**Excerpted text**
——
First off, here are the two different formulations of the lasso:

$$ \text{minimize } ||\mathbf{y}-\mathbf{X}\mathbf{\beta}||_2+\lambda||\mathbf{\beta}||_1\text{ with respect to }\mathbf{\beta}\text{ for a given }\lambda\geq 0 \quad (6.7)$$ and $$ \text{minimize } ||\mathbf{y}-\mathbf{X}\mathbf{\beta}||_2\text{ with respect to }\mathbf{\beta}\text{ subject to }||\mathbf{\beta}||_1\leq s\text{ for a given }s\geq0\quad (6.8) $$

The 2-norm $||\cdot||_2$ of a vector is the sum of squared entries, the 1-norm $||\cdot||_1$ is the sum of absolute entries.

On to your questions:

  1. How do $\lambda$ and $s$ hang together?

    There is a one-to-one relationship between the two, in the following sense: for every $\lambda$, there is one $s$ such that the minimizer $\mathbf{\beta}$ of (6.7) for $\lambda$ is equal to the minimizer of (6.8). And vice versa. (Note that the relationship is not unique, see below.)
——
**Required tasks**
- 1) Answer these about the lasso text above, one line each:
(a) How does the text define the 1-norm of a vector?
(b) In formulation (6.8), what condition must $\mathbf{\beta}$ satisfy?
(c) What condition does formulation (6.7) place on $\lambda$?
- 2) Continue the lasso text above, starting after its final sentence.

**Listed records**
——
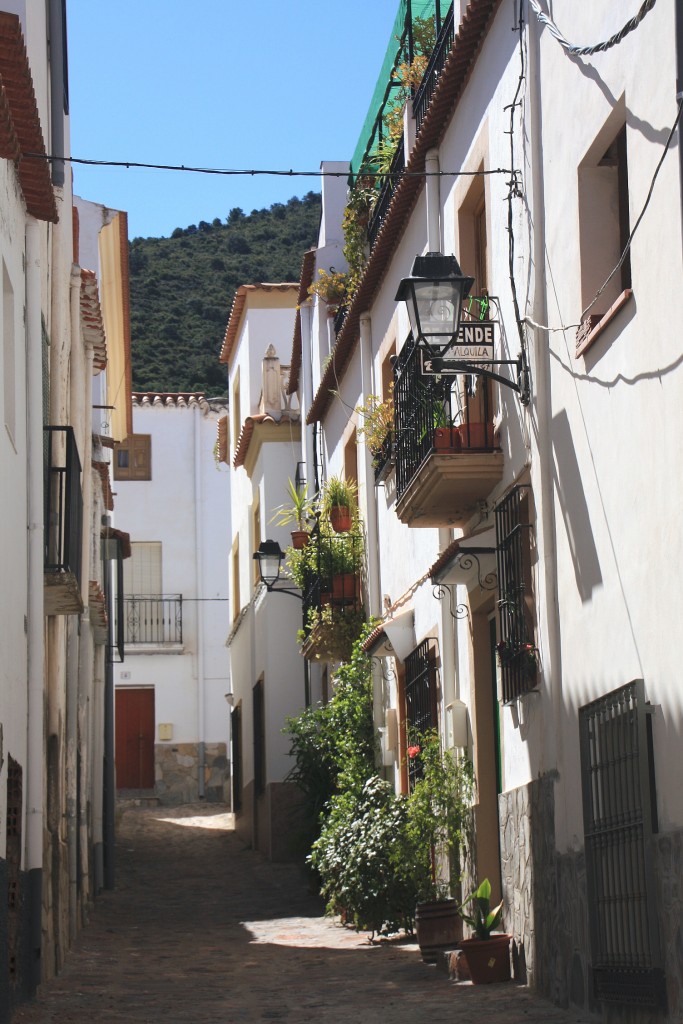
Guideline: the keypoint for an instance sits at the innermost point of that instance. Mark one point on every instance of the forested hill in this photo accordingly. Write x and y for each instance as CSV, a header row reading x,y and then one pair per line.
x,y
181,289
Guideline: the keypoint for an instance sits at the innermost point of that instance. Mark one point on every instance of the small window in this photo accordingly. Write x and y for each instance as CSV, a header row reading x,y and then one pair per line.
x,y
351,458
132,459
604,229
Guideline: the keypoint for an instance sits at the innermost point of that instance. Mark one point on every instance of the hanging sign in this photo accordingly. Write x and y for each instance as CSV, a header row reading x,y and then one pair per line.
——
**Outputs for the tasks**
- 1)
(a) It is the sum of the absolute entries of the vector.
(b) $||\mathbf{\beta}||_1\leq s$, for a given $s\geq 0$.
(c) $\lambda$ is given and must satisfy $\lambda\geq 0$.

- 2)
    One interesting boundary case is that $\lambda=0$ (no lasso penalty), which leads to the OLS estimate of $\mathbf{\beta}$ (assuming your design matrix $\mathbf{X}$ is of full rank), corresponds to $s=\infty$ (no constraint on the parameter estimates). If you are uncomfortable with $s=\infty$, just take $s$ to be any number larger than the 1-norm of the OLS estimate of $\mathbf{\beta}$.

  2. Why are the two formulations equivalent?

    This derivation is usually not given in standard statistics/data science textbooks. Most people just accept this fact. I don't think it is formally proven even in the original lasso paper by Tibshirani (1996), but it does not seem to be very hard. Starting with (6.7), pick a $\lambda$, find the optimal $\mathbf{\beta}$ in (6.7), use the 1-norm of this estimate for $s$ in (6.8) and argue that you won't find a better solution to (6.8) with smaller 1-norm. And vice versa. A rigorous proof would probably be a nice exercise for an undergraduate math student.

  3. How do we choose $\lambda$ (or equivalently $s$)?

    The algorithm usually used to fit a lasso model will give you an entire sequence of parameter coefficient vectors, one for each one of multiple values of $\lambda$ (e.g., Figure 6.6 in ISLR). You can then choose one. This is often done via cross-validation using some accuracy measure, and in fact, your software may already perform this cross-validation internally and just report the optimal $\lambda$.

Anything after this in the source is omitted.